>> START

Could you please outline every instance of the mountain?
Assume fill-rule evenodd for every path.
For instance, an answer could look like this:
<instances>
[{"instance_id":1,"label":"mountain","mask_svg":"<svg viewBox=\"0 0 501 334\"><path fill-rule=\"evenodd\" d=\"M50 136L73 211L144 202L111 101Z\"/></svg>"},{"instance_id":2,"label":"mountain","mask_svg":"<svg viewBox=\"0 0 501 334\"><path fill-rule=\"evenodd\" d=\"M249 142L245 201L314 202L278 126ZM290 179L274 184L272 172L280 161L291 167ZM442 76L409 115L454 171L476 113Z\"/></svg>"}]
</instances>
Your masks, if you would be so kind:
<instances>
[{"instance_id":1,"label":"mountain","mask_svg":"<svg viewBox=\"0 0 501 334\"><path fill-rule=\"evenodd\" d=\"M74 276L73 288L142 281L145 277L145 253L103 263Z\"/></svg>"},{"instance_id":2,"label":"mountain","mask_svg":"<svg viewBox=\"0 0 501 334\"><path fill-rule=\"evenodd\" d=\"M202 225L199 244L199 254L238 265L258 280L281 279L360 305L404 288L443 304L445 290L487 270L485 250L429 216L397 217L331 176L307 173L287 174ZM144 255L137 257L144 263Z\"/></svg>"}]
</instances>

>> END

Exercise task
Return all of the entries exactly as written.

Reply to the task
Could you please outline every instance of the mountain?
Assume fill-rule evenodd for every path.
For instance, an answer could look like this:
<instances>
[{"instance_id":1,"label":"mountain","mask_svg":"<svg viewBox=\"0 0 501 334\"><path fill-rule=\"evenodd\" d=\"M50 136L73 211L144 202L111 101Z\"/></svg>"},{"instance_id":2,"label":"mountain","mask_svg":"<svg viewBox=\"0 0 501 334\"><path fill-rule=\"evenodd\" d=\"M249 142L245 201L314 202L278 126ZM290 179L274 184L272 172L280 161L291 167ZM442 76L409 115L454 171L476 113Z\"/></svg>"}]
</instances>
Your masks, if you would be so kind:
<instances>
[{"instance_id":1,"label":"mountain","mask_svg":"<svg viewBox=\"0 0 501 334\"><path fill-rule=\"evenodd\" d=\"M74 276L73 288L142 281L145 277L145 253L103 263Z\"/></svg>"},{"instance_id":2,"label":"mountain","mask_svg":"<svg viewBox=\"0 0 501 334\"><path fill-rule=\"evenodd\" d=\"M202 225L199 244L199 254L238 265L258 280L281 279L360 305L404 288L443 304L445 290L487 270L485 250L429 216L397 217L331 176L307 173L287 174ZM144 255L137 257L144 263Z\"/></svg>"}]
</instances>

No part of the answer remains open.